The exercise — The entries that follow should be written out exactly.
__________
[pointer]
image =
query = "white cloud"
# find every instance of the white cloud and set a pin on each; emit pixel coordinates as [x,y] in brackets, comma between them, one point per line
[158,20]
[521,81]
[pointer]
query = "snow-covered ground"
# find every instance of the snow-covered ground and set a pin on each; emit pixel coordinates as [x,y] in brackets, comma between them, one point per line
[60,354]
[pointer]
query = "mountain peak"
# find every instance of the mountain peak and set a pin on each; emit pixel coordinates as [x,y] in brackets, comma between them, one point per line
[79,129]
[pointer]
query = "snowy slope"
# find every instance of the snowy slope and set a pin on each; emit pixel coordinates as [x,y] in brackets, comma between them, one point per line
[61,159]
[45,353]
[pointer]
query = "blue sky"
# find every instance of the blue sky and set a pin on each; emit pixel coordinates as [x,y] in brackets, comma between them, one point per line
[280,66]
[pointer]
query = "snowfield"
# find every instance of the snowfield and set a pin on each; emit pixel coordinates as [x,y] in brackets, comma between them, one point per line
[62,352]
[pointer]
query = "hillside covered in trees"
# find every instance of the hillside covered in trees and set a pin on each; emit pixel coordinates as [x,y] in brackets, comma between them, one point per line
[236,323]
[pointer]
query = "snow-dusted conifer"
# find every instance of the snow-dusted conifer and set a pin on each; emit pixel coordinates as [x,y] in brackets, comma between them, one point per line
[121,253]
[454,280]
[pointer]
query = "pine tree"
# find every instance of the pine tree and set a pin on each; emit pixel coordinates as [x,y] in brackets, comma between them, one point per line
__________
Final answer —
[pointer]
image =
query = "white cloud"
# find every instance of the white cloud and set a pin on each; emit pixel coordinates as [x,y] in brackets, comma between them, one point per line
[158,20]
[521,81]
[pointer]
query = "snow-covered ground"
# find every instance of the snow-covered ground and set a pin on each; emit pixel coordinates as [x,y] in brackets, comma between them, one point per line
[60,354]
[pointer]
query = "mountain peak"
# find every instance of the mountain peak and set a pin on each; emit pixel coordinates as [x,y] in brackets, comma between them, one point per line
[79,129]
[pointer]
query = "snowy slope"
# find every instance of the snowy slope and set a pin on each; emit pixel coordinates as [x,y] in brackets, comma between them, one point per line
[61,159]
[45,353]
[pointer]
query = "blue sky"
# find every instance of the blue sky and set a pin on each; emit pixel coordinates as [x,y] in brackets, comma between them, one point per line
[280,66]
[pointer]
query = "snowfield"
# find every instance of the snowfield and set a pin on each; emit pixel coordinates as [x,y] in brackets, comma between them, one point per line
[62,352]
[pointer]
query = "hillside covered in trees"
# find every instance of the hillside covered in trees and set a pin on each; emit pixel coordinates as [x,y] in brackets, comma between them, one point per line
[236,323]
[pointer]
query = "snow-dusted conifer"
# find every instance of the snow-dusted conifer and set a pin on each; emit pixel coordinates as [x,y] in brackets, comma between them, one point per line
[121,253]
[454,280]
[pointer]
query = "pine tree"
# find every instance of the pine tree and set a pin on each; emit pixel coordinates as [x,y] in brackets, comma between them, one point per line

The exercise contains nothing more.